*Passage shown:*
━━━━━━

Epoll vs. io_uring in Linux (sibexi.co)
224 points by Sibexico 18 hours ago
toast0 16 hours ago
> But my students weren’t as happy as I was - they wanted to build something genuinely useful, and they were really disappointed that our “product” had strong architectural limits and couldn’t outperform titans like nginx and haproxy.
I took a (very brief) look at the github repo [1], it doesn't look like you're doing anything with cpu pinning.
You can probably eke (thanks) out a bit more performance if you cpu pin your threads and cpu pin your listen sockets (sockopt SO_INCOMING_CPU).
If you also cpu align your outgoing sockets, you should get a significant boost, but afaik, there's no great api for that. Linux does have an api for compatible NICs (traffic steering/flow steering) which can work, but if you know what hash your NIC uses (it's probably toeplitz) and you manage source port selection to your backend, you can pick ports that will hash properly.
The goal is for your proxy to be able to handle packets without any cross cpu communication.

━━━━━━

*Data shown:*
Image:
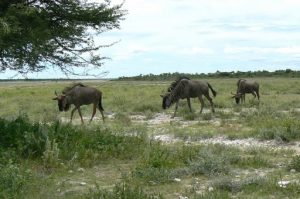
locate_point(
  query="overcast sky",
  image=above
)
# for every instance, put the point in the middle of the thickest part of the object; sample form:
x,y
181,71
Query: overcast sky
x,y
201,36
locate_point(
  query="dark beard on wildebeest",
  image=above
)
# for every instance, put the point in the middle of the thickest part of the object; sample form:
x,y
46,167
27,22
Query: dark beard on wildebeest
x,y
164,106
67,107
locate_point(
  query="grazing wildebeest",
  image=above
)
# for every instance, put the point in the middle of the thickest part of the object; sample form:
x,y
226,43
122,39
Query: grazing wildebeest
x,y
186,88
79,95
246,86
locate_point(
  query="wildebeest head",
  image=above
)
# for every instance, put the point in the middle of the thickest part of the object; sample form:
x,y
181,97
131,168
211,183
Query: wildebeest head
x,y
237,97
166,103
62,101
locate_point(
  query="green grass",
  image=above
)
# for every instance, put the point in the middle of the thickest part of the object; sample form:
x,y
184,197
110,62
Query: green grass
x,y
44,156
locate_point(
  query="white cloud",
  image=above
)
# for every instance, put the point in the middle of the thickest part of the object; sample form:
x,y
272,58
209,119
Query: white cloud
x,y
258,50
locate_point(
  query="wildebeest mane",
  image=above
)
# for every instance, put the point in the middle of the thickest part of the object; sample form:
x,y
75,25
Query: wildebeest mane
x,y
68,88
177,91
174,84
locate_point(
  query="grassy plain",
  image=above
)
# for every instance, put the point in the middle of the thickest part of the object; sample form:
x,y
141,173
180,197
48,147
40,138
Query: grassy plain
x,y
243,151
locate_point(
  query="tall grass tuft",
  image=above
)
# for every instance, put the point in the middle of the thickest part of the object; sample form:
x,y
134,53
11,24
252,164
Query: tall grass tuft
x,y
123,190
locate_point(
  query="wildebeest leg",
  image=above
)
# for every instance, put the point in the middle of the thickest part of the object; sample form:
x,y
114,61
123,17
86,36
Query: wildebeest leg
x,y
72,112
176,107
101,111
94,111
211,103
243,98
79,111
201,102
189,103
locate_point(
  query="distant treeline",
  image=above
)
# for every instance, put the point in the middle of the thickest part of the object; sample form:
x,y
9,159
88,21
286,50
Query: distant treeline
x,y
218,74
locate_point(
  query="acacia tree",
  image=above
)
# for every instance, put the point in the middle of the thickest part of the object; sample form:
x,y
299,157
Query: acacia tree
x,y
36,34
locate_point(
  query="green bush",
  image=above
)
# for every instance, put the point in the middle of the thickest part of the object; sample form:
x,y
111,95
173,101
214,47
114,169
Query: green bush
x,y
12,180
27,138
295,163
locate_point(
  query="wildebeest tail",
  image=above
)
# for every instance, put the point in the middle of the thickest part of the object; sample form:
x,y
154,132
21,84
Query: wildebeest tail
x,y
100,104
212,90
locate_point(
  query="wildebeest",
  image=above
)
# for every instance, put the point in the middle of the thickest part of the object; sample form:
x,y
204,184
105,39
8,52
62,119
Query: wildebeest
x,y
79,95
246,86
185,88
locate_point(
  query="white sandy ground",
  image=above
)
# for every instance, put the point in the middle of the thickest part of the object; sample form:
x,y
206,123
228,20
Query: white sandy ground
x,y
163,118
83,181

━━━━━━

*Exercise set:*
1/ In the epoll vs. io_uring thread, which socket option does the commenter suggest for CPU pinning listen sockets?
2/ Return the passage of the epoll vs. io_uring thread from "Epoll vs. io_uring" to "sockets (sockopt SO_INCOMING_CPU)." word for word.

*Results in order:*
1/ SO_INCOMING_CPU

2/
Epoll vs. io_uring in Linux (sibexi.co)
224 points by Sibexico 18 hours ago
toast0 16 hours ago
> But my students weren’t as happy as I was - they wanted to build something genuinely useful, and they were really disappointed that our “product” had strong architectural limits and couldn’t outperform titans like nginx and haproxy.
I took a (very brief) look at the github repo [1], it doesn't look like you're doing anything with cpu pinning.
You can probably eke (thanks) out a bit more performance if you cpu pin your threads and cpu pin your listen sockets (sockopt SO_INCOMING_CPU).